## EXERCISE PROMPT
Copy every line of text in the material below word for word, leaving out the pictures.

## GIVEN RECORDS

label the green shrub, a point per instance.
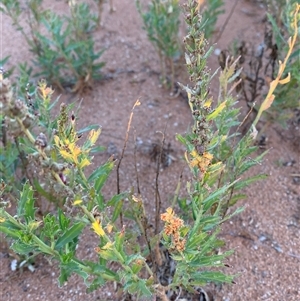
(174, 258)
(161, 21)
(65, 55)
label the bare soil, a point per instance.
(265, 237)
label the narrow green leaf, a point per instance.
(26, 194)
(69, 235)
(117, 210)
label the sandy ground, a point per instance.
(265, 237)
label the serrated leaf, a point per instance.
(21, 248)
(205, 277)
(248, 181)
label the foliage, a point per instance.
(65, 55)
(129, 252)
(161, 21)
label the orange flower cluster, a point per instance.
(201, 161)
(172, 227)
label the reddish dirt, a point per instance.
(265, 237)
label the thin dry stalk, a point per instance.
(137, 103)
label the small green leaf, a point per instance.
(69, 235)
(103, 170)
(26, 194)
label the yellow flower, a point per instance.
(97, 227)
(77, 202)
(93, 136)
(109, 228)
(168, 216)
(108, 246)
(202, 162)
(85, 162)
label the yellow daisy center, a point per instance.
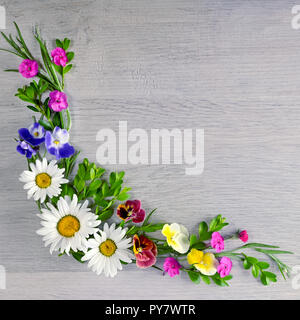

## THE ANSWER
label the green shrub, a point per instance.
(174, 258)
(161, 21)
(65, 55)
label the bare soil, a point per instance.
(265, 237)
label the narrow green leaf, a point per instance.
(26, 194)
(69, 235)
(117, 210)
label the sandy ground, a point per instance.
(265, 237)
label the serrated leaf, a point per instance.
(21, 248)
(205, 277)
(248, 181)
label the foliage, a point per instance.
(65, 55)
(129, 252)
(161, 21)
label the orange flower cluster, a point per instance.
(201, 161)
(172, 227)
label the reddish dirt, a point per instance.
(265, 237)
label the thin dry stalk, a point per instance.
(137, 103)
label the small green leaf, a point per instance.
(69, 235)
(103, 170)
(26, 194)
label the yellow flower, a point per instance.
(97, 227)
(77, 202)
(93, 136)
(109, 228)
(168, 216)
(108, 246)
(202, 162)
(85, 162)
label the yellow daisy center, a point per instance.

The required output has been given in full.